• **Supplied information**:
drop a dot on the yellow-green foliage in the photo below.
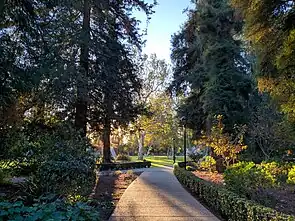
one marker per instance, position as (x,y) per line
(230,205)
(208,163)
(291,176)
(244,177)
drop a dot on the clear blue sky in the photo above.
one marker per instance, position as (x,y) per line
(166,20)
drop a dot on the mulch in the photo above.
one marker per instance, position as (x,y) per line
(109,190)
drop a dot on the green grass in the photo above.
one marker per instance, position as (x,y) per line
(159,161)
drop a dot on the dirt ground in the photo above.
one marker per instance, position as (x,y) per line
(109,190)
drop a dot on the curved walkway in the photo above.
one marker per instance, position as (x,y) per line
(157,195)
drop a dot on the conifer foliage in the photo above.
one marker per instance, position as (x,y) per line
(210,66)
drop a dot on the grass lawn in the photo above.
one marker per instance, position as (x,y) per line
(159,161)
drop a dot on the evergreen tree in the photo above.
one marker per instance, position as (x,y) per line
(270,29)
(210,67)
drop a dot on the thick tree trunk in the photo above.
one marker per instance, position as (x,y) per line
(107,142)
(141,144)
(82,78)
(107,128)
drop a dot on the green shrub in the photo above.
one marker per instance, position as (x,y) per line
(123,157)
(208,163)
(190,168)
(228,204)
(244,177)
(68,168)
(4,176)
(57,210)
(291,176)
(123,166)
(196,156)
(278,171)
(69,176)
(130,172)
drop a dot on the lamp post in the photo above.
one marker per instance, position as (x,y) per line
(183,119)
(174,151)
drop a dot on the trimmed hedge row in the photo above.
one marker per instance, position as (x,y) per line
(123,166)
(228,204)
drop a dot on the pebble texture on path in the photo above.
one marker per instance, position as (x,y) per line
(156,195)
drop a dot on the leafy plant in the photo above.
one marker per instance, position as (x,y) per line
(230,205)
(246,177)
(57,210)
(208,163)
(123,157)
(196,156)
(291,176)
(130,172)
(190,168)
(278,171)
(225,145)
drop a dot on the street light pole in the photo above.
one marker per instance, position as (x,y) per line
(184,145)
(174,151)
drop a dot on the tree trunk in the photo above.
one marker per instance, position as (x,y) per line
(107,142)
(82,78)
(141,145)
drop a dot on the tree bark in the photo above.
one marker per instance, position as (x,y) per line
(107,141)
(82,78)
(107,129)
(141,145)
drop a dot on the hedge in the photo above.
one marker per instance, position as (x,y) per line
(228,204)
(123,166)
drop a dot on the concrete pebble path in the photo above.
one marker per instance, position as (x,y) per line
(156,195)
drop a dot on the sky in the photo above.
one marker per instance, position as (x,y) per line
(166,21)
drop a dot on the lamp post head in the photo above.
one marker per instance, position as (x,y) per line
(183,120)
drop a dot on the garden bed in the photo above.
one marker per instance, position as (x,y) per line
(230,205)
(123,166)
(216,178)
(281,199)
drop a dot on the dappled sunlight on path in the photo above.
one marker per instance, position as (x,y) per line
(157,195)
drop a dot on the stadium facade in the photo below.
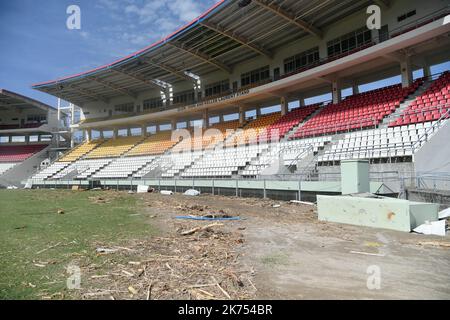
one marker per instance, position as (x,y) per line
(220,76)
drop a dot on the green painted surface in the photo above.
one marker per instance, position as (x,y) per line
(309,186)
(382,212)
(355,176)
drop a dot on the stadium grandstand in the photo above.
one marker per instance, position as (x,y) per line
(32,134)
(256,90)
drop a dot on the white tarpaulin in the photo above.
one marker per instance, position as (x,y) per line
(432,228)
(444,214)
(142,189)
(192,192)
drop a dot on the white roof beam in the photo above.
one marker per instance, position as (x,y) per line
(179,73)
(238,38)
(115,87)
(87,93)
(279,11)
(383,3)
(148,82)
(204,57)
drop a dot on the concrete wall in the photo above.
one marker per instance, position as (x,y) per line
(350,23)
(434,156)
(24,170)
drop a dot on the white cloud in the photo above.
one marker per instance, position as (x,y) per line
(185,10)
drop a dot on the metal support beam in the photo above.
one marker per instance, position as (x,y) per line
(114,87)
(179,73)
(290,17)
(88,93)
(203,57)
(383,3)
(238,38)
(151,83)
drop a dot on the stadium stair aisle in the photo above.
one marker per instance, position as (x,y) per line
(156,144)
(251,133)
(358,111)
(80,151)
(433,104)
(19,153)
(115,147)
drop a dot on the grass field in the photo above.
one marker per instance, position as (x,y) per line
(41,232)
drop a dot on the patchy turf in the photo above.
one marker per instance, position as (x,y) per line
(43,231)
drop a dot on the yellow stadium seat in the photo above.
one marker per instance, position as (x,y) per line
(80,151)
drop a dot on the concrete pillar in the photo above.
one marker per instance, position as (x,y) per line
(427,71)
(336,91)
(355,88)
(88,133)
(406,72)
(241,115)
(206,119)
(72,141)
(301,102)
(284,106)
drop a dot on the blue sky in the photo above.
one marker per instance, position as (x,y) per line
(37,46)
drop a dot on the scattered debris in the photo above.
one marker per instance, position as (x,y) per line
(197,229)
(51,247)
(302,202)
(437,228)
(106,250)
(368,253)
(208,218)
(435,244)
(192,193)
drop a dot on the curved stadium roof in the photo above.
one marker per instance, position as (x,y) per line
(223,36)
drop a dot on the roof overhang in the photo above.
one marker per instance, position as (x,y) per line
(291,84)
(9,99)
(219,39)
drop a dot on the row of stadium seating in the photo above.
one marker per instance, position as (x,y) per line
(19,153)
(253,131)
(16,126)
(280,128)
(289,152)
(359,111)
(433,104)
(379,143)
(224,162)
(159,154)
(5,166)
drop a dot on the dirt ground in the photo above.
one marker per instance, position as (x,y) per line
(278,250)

• **Task**: Repeat the lines above exactly, and keep every picture out.

• **Solution to this task**:
drop a dot on the yellow-green foliage in the photo below.
one marker per instance, position as (x,y) per line
(230,205)
(208,163)
(291,176)
(244,177)
drop a dot on the clear blue sky in the photo above.
one marker per instance, position as (x,y) per line
(166,20)
drop a dot on the mulch in the photo above.
one marker per instance, position as (x,y) per line
(109,190)
drop a dot on the green grass in the photo above.
one marker per instance, position as (x,y) per line
(159,161)
drop a dot on the dirt ground in the photo above.
one marker per instance, position as (x,y) per line
(109,190)
drop a dot on the curved walkway in the photo above.
one marker per instance, position as (x,y) per line
(157,195)
drop a dot on the conifer foliage in the photo above.
one marker per instance, position as (x,y) per line
(210,66)
drop a dot on the grass lawn in the photo above.
one marker per instance, position as (x,y) per line
(159,161)
drop a dot on the evergreen tree in the photo above.
one marker per instance, position as (x,y) per line
(270,29)
(210,67)
drop a dot on the thick tree trunk in the photo above.
one marker per instance, position as (x,y) per line
(107,142)
(141,144)
(82,78)
(107,128)
drop a dot on the green shrub in the photo above.
one marker per instance, position as (x,y) per line
(123,157)
(208,163)
(190,168)
(228,204)
(244,177)
(68,168)
(4,176)
(57,210)
(291,176)
(123,166)
(196,156)
(278,171)
(69,176)
(130,172)
drop a dot on the lamp post in the photo above.
one marker per instance, position as (x,y) per line
(183,119)
(174,151)
drop a dot on the trimmed hedge row in the photo above.
one marker per instance, position as (x,y) per line
(123,166)
(228,204)
drop a dot on the pebble texture on path in the photo above.
one marker per instance, position as (x,y) per line
(156,195)
drop a dot on the leafy plant in the photo above.
one marker per instance, position as (x,y) per line
(230,205)
(246,177)
(57,210)
(208,163)
(123,157)
(196,156)
(291,176)
(130,172)
(190,168)
(278,171)
(225,145)
drop a dot on the street light pole in the photo above.
one marker per instance, position as (x,y) per line
(184,145)
(174,151)
drop a dot on the tree trunk in the photo above.
one marker per instance, position as (x,y) per line
(107,142)
(82,78)
(141,145)
drop a dot on the tree bark in the photo above.
one marker per instance, position as (x,y) per line
(107,141)
(82,78)
(107,129)
(141,145)
drop a dot on the hedge in the photo above.
one marker per instance, position as (x,y) per line
(228,204)
(123,166)
drop a dot on the concrete pebble path in the photo above.
one marker per instance, position as (x,y) per line
(156,195)
drop a dot on the sky in the photo above.
one marker per instance, position as (x,y) per line
(166,21)
drop a dot on the lamp post head in the photo above.
one marker per instance, position as (x,y) per line
(183,120)
drop a dot on the garden bed in the photo above.
one marker per instance, position as (x,y) per line
(230,205)
(123,166)
(216,178)
(281,199)
drop a dot on the dappled sunlight on path in the photo above.
one marker per instance, position as (x,y) per line
(157,195)
drop a dot on the stadium facade in the photo below.
one marker per instance, position as (x,y) per line
(220,76)
drop a dot on the green painted surface in the photo above.
one marker per instance, position as (x,y) per line
(309,186)
(382,212)
(355,176)
drop a dot on the stadium grandstand in the photo above.
one marker per instance, position as (x,y) per line
(32,134)
(256,90)
drop a dot on the white tarpaulin in the photo above.
one marker per instance, position as (x,y) per line
(432,228)
(444,214)
(142,189)
(192,192)
drop a dot on the white roof beam in the photo above.
one marker per instance, position as (x,y) per line
(179,73)
(238,38)
(115,87)
(87,93)
(279,11)
(383,3)
(148,82)
(204,57)
drop a dot on the concrete wall in the photo above.
one marker per instance, position as (x,y) per line
(350,23)
(434,156)
(24,170)
drop a dot on the white cloud in the photo above.
one marker per instance, position as (x,y) per line
(185,10)
drop a dot on the metal support beam in the photo above.
one marker per instance, position as (x,y) per line
(114,87)
(179,73)
(290,17)
(88,93)
(203,57)
(383,3)
(238,38)
(151,83)
drop a dot on the stadium stair aisle in the photo above.
one marker per instance, position as (x,y) per line
(156,144)
(251,133)
(358,111)
(80,151)
(433,104)
(19,153)
(115,147)
drop a dot on the grass field in the photo above.
one marker per instance, position as (x,y) per line
(41,232)
drop a dot on the patchy turf in the photo above.
one marker per instance, position as (x,y) per line
(43,231)
drop a dot on the yellow stadium seat in the photo above.
one marker per instance, position as (x,y) per line
(80,151)
drop a dot on the concrete pillar in the photo above.
one marker per instance, position as (x,y) per line
(427,71)
(336,91)
(355,88)
(88,133)
(406,72)
(241,115)
(206,119)
(72,141)
(301,102)
(284,106)
drop a dot on the blue sky in the photo above.
one marker per instance, position as (x,y) per line
(37,46)
drop a dot on the scattered debris in the photo above.
one marker per instance, position as (x,y) per line
(197,229)
(51,247)
(302,202)
(437,228)
(106,250)
(368,253)
(208,218)
(435,244)
(192,193)
drop a dot on the curved stadium roof in the photo above.
one marker per instance, position as (x,y) per line
(223,36)
drop a dot on the roof overhang in the photo above.
one marker per instance, position as (x,y) per line
(291,84)
(9,99)
(219,39)
drop a dot on the row of stadium seating in the photo above.
one marker per instance, position as (x,y) per line
(19,153)
(253,131)
(16,126)
(280,128)
(289,152)
(359,111)
(433,104)
(379,143)
(224,162)
(159,154)
(5,166)
drop a dot on the dirt ground in the photo above.
one marker per instance, position as (x,y) per line
(278,250)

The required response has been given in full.